Surprisingly you can do many calculations without loss of
accuracy, accepting that calculations are made to a specific number of
decimal places - which is true in engineering anyway.
Warning: Floating point is inaccurate - you can not represent every
number as a float e.g. 1/3 can not be represented accurately by a floating point representation since it is a recurring number.
Rounding errors creep in which is why you
have to use larger and larger floating point representations to get an
accurate result.
Instead of using
a floating point representation you use an integer variable and choose
where the fixed decimal point will be placed.
Theoretical operation of an 8 bit ADC
Lets say that you have an 8 bit ADC and you want to figure out the
voltage that the ADC is seeing as a real number. To do that you would normally workout
the floating point multiplier needed for each bit of the ADC:
bit_value = 5/pow(2,8) = 0.01953125
Where bit_value represents the voltage per bit of the ADC.
So if your ADC returned a value of 127 then the ADC voltage would be:
0.01953125 * 127 = 2.48V
For the maximum adc value you would have:
0.01953125 * 255 = 4.98V
Note: An ADC does not return 5V for maximum voltage input as it can
only return values in steps of 0-255 and not 0~256 (256*0.1953125
is 5V).
Do not try to force the value by changing the scaling factor using
5/(pow(2,8)-1) as this introduces more error even though the maximum
output of the ADC will now show 5V (it is a fudge and the value shown is
not truly 5V).
The question is how can you use an integer variable to store and manipulate this real operation?
Example of using Integer Fixed point
An example problem
Here is the problem to solve:
Using minimum memory resources of a microcontroller, use an 8 bit ADC with 5V reference
to transmit serial data to a PC via the serial port
an ADC reading every second.
The most important decision is not to use floating point - this saves
lots of memory resource - all the rest; sending data to the serial port
and timing will not take up much memory (the soft serial port (TX) that
you can find here
takes about 90 memory words, the hardware internal serial module needs even less memory).
For this problem you will want to calculate an ADC voltage which needs a multiplier of 0.0195.
Normal maths using a floating point variable would result in
the following:
Results using float for ADC Example
ADC reading
Floating point calculation
Floating point result
0
0 * 0.0195
0.0
127
127
* 0.0195
2.4765
255
255 * 0.0195
4.9725
With Fixed point mathematics you can do this quickly and
efficiently using only
integer
type variables.
Note:
Floating point variables use up large amounts of resources in a microcontroller as
microcontrollers are only really good at integer type variables.
To do floating point complex library functions are called up.
This is similar to the old 386 processor which was no good
at floating point
operations, being far too slow, so a separate floating point processor
was added.
How to setup for fixed point
So how to do it : First of all the step size of each ADC bit is:
5V/256 = 0.0195 (19.5mV)
Where 256 is the expanded value of the number of bits in the ADC 2^8 pow(2,8).
Next, work out the size of the integer variable that is big
enough to hold the maximum expected value but is also the minimum size
integer you can get away with. Factors such as the number of ADC bits
and required calculation accuracy affect the variable size.

* _DATASET CONTENT_:

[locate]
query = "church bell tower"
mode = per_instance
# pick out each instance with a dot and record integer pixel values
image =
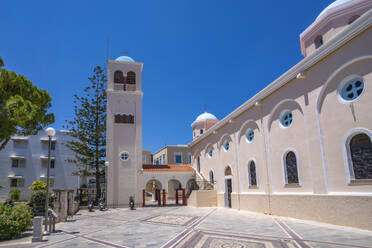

* _REQUIRED TASKS_:
1. Translate this sentence from the fixed-point passage into Spanish: "Rounding errors creep in which is why you have to use larger and larger floating point representations to get an accurate result."
2. Revise the fixed-point passage from "Surprisingly you can" to "will be placed.", changing "engineering" to "electronics".
Rely only on the text itself.

* _OUTPUTS FOR THE TASKS_:
1. Se introducen errores de redondeo, por lo que hay que usar representaciones de punto flotante cada vez más grandes para obtener un resultado preciso.

2.
Surprisingly you can do many calculations without loss of
accuracy, accepting that calculations are made to a specific number of
decimal places - which is true in electronics anyway.
Warning: Floating point is inaccurate - you can not represent every
number as a float e.g. 1/3 can not be represented accurately by a floating point representation since it is a recurring number.
Rounding errors creep in which is why you
have to use larger and larger floating point representations to get an
accurate result.
Instead of using
a floating point representation you use an integer variable and choose
where the fixed decimal point will be placed.